■ 本文の抜粋
= = =
サンドイッチ
サンドイッチ、サンドウィッチ(テンプレート:Lang-en)とは、パンに肉や野菜等の具を挟んだり、乗せたりした料理のこと。アイスクリーム・サンドイッチのように、パン以外の素材に具を挟んだものを指す場合もある。
日本においては具材の名称を前に付して「○○サンド」の略称で呼ばれることがある。
概要
簡単に調理でき、気軽に食べることができ、工夫次第で栄養バランスも良くなるので、世界中のいたるところでよく食されている。
食べる時に食卓やカトラリー(フォークやナイフ)(あるいは箸など)を必要とせず、手でつかんで簡単に食べられるので重宝されている。欧米では職場や外出先で食べる昼食(弁当)として自宅で作って紙袋に詰めて持参したり、ピクニックなどに持ってゆくことが多い。サンドイッチ店もあり、ファーストフードの一種としても食べられている。米国のデリカテッセンや日本のコンビニなどでも売られている。列車の車内食や、航空機の機内食として提供されることもある。
様々なタイプがあり様々な分類がされており、スライスされた2枚のパンで挟んだタイプと比較しつつ、具を挟まずにパンに乗せただけのタイプは「オープン・サンドイッチ(オープンサンド)」と呼ばれる。例えばライ麦パンの上に多彩な具材を乗せたデンマーク料理・スモーブローは特に有名である。細切りした耳なし食パンに薄切りにした具を乗せ、端から円筒状に巻いたものはロール・サンドイッチやロールサンドと呼ばれる。棒状(長楕円状)のパンを厚く二つにスライスして具材を挟んだものは潜水艦に見立てられて「サブマリン・サンドイッチ(サブ)」と呼ばれている。(サブウェイやクイズノス・サブがファーストフードとして世界的に普及させた。)
= = =
■ 記録の抜粋
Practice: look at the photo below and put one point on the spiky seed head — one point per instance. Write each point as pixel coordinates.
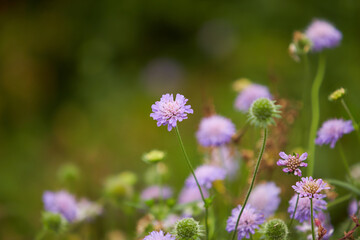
(275, 229)
(263, 111)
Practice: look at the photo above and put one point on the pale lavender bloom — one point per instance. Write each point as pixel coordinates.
(292, 162)
(311, 188)
(323, 35)
(250, 220)
(247, 96)
(206, 175)
(191, 194)
(156, 192)
(303, 211)
(332, 130)
(265, 198)
(215, 131)
(61, 202)
(159, 236)
(168, 111)
(324, 218)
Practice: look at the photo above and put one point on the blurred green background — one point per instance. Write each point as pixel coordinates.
(77, 79)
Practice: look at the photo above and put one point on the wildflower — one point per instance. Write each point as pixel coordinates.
(311, 188)
(249, 95)
(265, 198)
(250, 220)
(292, 162)
(215, 131)
(323, 35)
(263, 111)
(332, 130)
(62, 203)
(303, 210)
(169, 112)
(159, 236)
(156, 192)
(206, 175)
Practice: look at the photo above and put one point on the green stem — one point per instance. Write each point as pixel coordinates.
(312, 220)
(252, 183)
(197, 183)
(315, 112)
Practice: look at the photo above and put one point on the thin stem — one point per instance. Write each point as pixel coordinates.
(252, 182)
(197, 183)
(315, 111)
(312, 220)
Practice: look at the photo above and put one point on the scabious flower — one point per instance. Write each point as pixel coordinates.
(206, 175)
(159, 236)
(311, 188)
(215, 131)
(265, 198)
(303, 210)
(168, 111)
(61, 202)
(323, 35)
(332, 130)
(250, 93)
(250, 220)
(156, 192)
(292, 162)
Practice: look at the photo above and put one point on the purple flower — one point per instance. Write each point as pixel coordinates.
(311, 188)
(323, 35)
(215, 131)
(156, 192)
(250, 220)
(159, 236)
(303, 211)
(191, 194)
(265, 198)
(292, 162)
(62, 203)
(332, 130)
(168, 112)
(206, 175)
(249, 95)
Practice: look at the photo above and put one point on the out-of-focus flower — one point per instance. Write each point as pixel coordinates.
(311, 188)
(292, 162)
(215, 131)
(265, 198)
(156, 192)
(206, 175)
(61, 202)
(323, 35)
(337, 94)
(247, 96)
(88, 210)
(160, 235)
(303, 210)
(332, 130)
(250, 220)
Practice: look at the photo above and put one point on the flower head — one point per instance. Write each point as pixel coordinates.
(311, 188)
(156, 192)
(303, 210)
(323, 35)
(206, 175)
(61, 202)
(168, 111)
(159, 236)
(292, 162)
(250, 220)
(332, 130)
(250, 93)
(265, 198)
(215, 131)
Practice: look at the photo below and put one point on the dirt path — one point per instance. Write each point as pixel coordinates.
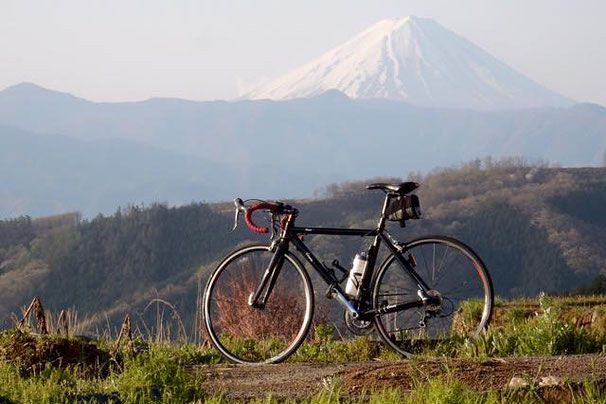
= = =
■ 問いの内容
サンドイッチについての本文を、最後の文の後から書き継いでもらえますか。 記録はこの作業には一切関わりません。

■ 回答
また、温かく(あるいは熱く)調理したものはホット・サンドイッチ(ホットサンド)に分類されることがあり(フランスのクロックムッシュや、専用器具で両面を焼いたものなどがある)、それに対して冷たいパンや具材だけで作るサンドイッチを「コールド・サンドウィッチ」と分類することがある。バリエーションとして、パンに具材を挟んだものに溶き卵を絡めて油で揚げたモンテクリスト・サンドイッチ等もある。
各国の特徴が出ている食べ物や独特の食べ物と認知されているもの中には、サンドイッチの一種に分類されるものもある。例えばイタリア料理のパニーノもサンドイッチの一種である。フランス料理における前菜には、食パンベースのカナッペが供されることがあるが、これもサンドイッチの一種である。また米国人が好み世界に広まったホットドッグやハンバーガーも実はサンドイッチの一種にあたる[1]。
日本では食パンに具を挟んだものが主流である。
アイスクリームをクッキーなどで挟んだものをアイスクリーム・サンドイッチ(アイス・サンド)、クッキー・サンドなどとも称される。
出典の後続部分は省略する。